— Exercise brief —
Say how many lines of these entries include the word "sandy", and answer with the number alone.

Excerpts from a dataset
========

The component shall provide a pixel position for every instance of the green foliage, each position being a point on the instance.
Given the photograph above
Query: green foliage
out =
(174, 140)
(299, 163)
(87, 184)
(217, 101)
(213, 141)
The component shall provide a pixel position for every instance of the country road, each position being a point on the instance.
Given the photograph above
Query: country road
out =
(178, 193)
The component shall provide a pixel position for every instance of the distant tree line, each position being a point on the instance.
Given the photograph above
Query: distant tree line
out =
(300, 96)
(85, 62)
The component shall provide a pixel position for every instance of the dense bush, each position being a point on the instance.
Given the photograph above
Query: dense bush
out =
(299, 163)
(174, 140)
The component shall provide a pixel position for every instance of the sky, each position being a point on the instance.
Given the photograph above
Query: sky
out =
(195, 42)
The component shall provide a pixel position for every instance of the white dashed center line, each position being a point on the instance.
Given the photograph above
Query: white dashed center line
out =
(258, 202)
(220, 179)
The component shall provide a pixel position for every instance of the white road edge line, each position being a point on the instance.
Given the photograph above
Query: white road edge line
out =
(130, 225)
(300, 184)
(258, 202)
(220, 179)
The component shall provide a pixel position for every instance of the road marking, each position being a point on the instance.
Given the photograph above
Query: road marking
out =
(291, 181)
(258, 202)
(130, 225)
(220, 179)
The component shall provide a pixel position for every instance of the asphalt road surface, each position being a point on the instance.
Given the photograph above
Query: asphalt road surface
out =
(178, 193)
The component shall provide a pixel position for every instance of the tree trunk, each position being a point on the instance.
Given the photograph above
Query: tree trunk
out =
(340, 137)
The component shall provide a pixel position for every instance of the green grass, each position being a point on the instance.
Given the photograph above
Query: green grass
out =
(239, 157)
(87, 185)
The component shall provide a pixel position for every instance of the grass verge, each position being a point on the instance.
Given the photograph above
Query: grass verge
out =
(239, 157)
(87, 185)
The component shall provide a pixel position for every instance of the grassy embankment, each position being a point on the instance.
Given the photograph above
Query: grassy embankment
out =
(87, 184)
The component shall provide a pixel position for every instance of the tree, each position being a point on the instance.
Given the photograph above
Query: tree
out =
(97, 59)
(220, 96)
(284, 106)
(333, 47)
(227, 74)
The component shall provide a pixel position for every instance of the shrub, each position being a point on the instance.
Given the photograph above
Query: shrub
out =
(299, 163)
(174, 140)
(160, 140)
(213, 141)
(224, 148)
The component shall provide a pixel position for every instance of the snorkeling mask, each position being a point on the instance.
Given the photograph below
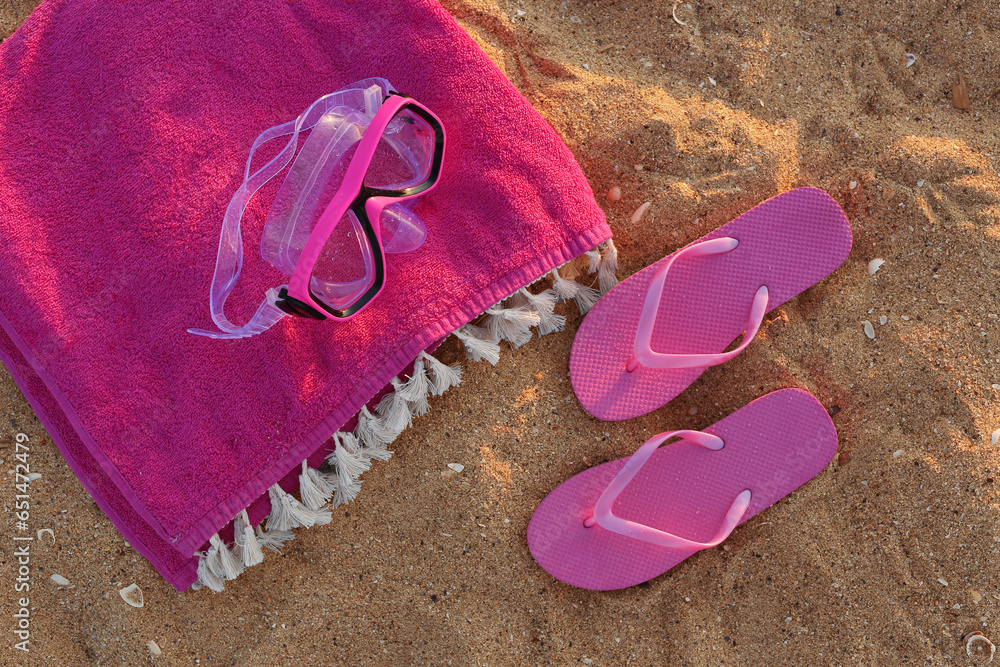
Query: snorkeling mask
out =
(369, 153)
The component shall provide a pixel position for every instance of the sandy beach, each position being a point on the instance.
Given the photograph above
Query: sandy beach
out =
(704, 109)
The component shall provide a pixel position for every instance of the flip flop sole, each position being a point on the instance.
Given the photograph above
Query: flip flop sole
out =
(789, 243)
(772, 446)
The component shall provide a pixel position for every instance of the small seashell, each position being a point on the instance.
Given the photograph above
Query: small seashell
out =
(960, 94)
(673, 12)
(977, 636)
(132, 594)
(637, 216)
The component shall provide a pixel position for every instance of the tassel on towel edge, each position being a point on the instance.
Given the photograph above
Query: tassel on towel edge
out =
(375, 431)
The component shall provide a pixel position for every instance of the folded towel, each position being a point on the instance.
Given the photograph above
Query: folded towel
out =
(124, 128)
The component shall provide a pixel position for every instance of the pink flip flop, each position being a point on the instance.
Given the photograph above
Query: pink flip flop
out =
(651, 336)
(626, 521)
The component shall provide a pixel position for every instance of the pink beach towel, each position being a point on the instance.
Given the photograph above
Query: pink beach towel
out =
(124, 128)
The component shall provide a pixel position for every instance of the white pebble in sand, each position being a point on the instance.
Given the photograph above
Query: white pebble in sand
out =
(637, 216)
(132, 594)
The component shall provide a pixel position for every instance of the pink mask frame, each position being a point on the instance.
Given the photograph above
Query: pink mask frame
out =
(350, 122)
(367, 204)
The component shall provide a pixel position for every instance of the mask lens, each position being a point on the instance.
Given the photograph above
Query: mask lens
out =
(343, 269)
(404, 153)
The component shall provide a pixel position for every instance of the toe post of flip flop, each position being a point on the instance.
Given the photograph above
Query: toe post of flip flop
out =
(653, 334)
(627, 521)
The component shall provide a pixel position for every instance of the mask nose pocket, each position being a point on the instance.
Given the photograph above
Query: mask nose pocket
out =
(402, 229)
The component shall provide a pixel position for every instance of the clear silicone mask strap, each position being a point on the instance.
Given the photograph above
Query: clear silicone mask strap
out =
(364, 96)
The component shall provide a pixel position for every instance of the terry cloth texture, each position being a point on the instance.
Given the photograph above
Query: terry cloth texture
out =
(124, 130)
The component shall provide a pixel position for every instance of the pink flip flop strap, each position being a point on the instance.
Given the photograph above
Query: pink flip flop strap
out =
(643, 354)
(604, 517)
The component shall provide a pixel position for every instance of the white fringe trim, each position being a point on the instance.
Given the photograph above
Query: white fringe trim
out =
(511, 319)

========

— Answer area —
2